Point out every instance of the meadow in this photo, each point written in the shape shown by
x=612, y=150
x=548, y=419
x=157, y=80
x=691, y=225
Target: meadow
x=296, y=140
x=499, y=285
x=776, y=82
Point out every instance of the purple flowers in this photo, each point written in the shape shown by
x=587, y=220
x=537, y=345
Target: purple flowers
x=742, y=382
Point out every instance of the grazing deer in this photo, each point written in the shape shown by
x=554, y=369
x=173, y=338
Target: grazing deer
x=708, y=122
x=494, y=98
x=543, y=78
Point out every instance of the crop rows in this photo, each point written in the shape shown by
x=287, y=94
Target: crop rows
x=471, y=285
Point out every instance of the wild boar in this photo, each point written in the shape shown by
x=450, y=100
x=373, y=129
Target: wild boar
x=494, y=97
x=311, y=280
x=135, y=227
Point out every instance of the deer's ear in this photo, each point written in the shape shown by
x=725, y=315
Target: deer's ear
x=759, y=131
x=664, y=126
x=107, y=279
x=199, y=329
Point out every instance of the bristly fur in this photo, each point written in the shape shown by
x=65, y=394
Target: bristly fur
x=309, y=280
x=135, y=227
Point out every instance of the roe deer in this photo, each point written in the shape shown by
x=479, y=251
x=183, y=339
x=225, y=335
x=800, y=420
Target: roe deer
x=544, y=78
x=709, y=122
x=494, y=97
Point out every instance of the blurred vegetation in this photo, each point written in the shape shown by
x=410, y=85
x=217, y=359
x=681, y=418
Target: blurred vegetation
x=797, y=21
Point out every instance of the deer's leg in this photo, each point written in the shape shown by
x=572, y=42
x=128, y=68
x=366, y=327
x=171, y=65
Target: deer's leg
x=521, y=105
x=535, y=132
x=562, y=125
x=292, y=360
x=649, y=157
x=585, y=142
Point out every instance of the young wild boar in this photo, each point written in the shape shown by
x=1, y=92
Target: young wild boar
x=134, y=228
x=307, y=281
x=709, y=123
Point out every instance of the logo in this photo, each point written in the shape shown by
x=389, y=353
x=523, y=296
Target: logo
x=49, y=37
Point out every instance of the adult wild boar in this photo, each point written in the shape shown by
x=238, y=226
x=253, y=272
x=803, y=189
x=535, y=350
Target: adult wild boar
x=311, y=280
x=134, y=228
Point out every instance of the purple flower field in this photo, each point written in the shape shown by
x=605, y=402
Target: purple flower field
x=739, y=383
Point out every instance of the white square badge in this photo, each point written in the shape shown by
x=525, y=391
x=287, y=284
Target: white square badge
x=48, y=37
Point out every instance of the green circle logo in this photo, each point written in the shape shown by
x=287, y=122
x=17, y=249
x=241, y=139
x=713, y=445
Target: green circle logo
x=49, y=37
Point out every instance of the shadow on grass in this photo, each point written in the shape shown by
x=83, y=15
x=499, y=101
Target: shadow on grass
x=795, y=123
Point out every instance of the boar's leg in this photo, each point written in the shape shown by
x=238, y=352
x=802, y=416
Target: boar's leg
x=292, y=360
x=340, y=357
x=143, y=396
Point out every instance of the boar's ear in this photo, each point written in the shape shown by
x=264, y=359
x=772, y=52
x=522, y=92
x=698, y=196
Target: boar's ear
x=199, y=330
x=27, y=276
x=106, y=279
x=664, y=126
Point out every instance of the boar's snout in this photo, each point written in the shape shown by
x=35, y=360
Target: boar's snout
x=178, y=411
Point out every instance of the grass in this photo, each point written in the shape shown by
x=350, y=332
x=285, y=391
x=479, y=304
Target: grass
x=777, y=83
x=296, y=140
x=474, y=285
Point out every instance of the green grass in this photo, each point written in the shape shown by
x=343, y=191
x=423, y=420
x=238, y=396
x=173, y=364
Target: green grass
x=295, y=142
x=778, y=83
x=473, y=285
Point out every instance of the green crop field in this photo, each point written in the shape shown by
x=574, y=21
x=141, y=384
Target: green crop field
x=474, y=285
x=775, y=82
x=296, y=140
---+---
REQUIRED TASK
Put the lines above, from the very first one through the line that contains "x=742, y=382", into a JSON list of strings, one string per line, with blank lines left out.

COMPLETED EXERCISE
[
  "Point out every instance of the meadow in this photo, each point written in the shape shown by",
  "x=612, y=150",
  "x=548, y=419",
  "x=157, y=80",
  "x=691, y=225",
  "Target: meadow",
  "x=296, y=140",
  "x=499, y=285",
  "x=776, y=82",
  "Point out every instance of the purple flowers in this photo, each point written in the shape shown by",
  "x=587, y=220",
  "x=537, y=345",
  "Target: purple flowers",
  "x=742, y=382"
]